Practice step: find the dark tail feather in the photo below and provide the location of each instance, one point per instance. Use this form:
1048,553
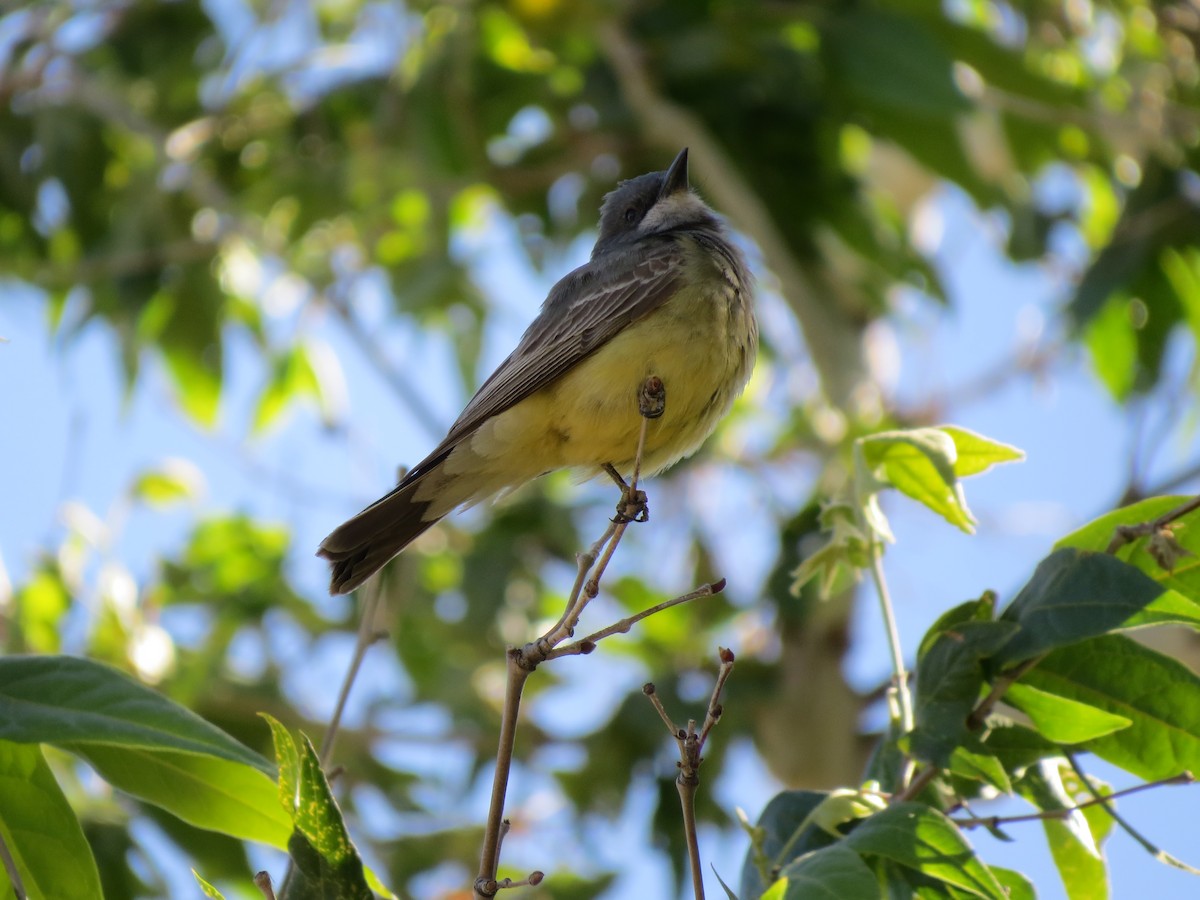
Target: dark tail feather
360,547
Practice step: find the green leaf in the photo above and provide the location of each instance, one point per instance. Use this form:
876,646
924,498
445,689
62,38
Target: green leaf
175,480
204,791
293,378
781,841
1183,577
41,831
1074,849
66,700
317,877
1158,695
209,891
892,61
832,874
287,761
1074,595
1017,885
918,462
923,839
1113,342
977,454
949,683
317,814
1017,747
1062,720
969,762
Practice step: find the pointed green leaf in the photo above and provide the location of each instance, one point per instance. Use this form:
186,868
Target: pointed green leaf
1182,577
919,462
969,762
1017,885
1062,720
951,682
204,791
1157,694
832,874
925,840
1074,595
287,760
1074,847
209,891
41,831
66,700
781,839
977,454
317,814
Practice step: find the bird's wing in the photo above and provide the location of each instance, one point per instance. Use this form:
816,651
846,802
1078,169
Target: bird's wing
583,311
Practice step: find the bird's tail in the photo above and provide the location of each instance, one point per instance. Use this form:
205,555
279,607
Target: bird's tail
360,547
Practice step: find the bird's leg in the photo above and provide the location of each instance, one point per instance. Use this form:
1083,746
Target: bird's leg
631,507
652,402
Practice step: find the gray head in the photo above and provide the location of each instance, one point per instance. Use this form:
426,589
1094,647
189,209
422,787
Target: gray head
652,204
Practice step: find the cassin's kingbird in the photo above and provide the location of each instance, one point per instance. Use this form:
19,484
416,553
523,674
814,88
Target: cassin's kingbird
664,294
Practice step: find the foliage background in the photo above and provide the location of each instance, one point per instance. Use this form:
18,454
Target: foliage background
256,256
== == ==
* [AIM OF THE TASK] The material shown above is to be repeated verbatim, and its pictures are to be omitted.

* [EXERCISE RESULT]
Practice step: find the dark tail feather in the photo below and provide the location of each instance, one point per instance. Use this form:
1048,553
Target: dark tail feather
360,547
Practice step: find the green leaf in the photo above and provide the location of each instance, one point per instance. Use this form:
876,646
924,498
445,689
62,38
Target: green leaf
175,480
204,791
293,378
781,841
1183,577
41,831
1074,849
66,700
317,877
1158,695
209,891
892,61
832,874
287,761
1074,595
1017,885
918,462
923,839
1113,342
977,454
949,683
317,814
1017,747
1062,720
969,762
Practice step: find the pointed green leaf in the photo above and provide the location of each instance, one point per instance. Use this form:
186,868
Target: pointed green leaf
1182,577
919,462
969,762
1017,885
1062,720
951,682
204,791
1157,694
832,874
925,840
1074,595
287,760
1074,847
209,891
41,831
66,700
781,839
977,454
317,814
Practice step: find the bird's wing in the photo above and provide the location of each instance, one point per instance. Use this form:
816,651
846,802
1078,169
Target: bird's wing
583,311
Practice step: find the bird's tail in the photo above and provide the location of each instance, one point per instance. Use this form:
205,555
279,607
Target: bird's tail
360,547
Practice step: find the bird's leg in the photo above and provide the location of each instance, one point per instance. Use this form:
1083,746
Target: bird's leg
631,507
652,402
Practice step: find the gray head in the photo above and provide the location of each instance, one point per instance. Use this form:
426,589
1094,647
189,209
422,787
Target: gray head
652,204
Practice step: find the cassin's kingbird in the photo above and provide the location of each instance, one point per instance. Use this form:
19,484
416,553
523,674
814,88
Target: cassin's kingbird
664,294
Practice step: find the foliage background in the photo above and provide the location of each instance, one point per instance. Use this form:
18,454
Target: foliage background
256,256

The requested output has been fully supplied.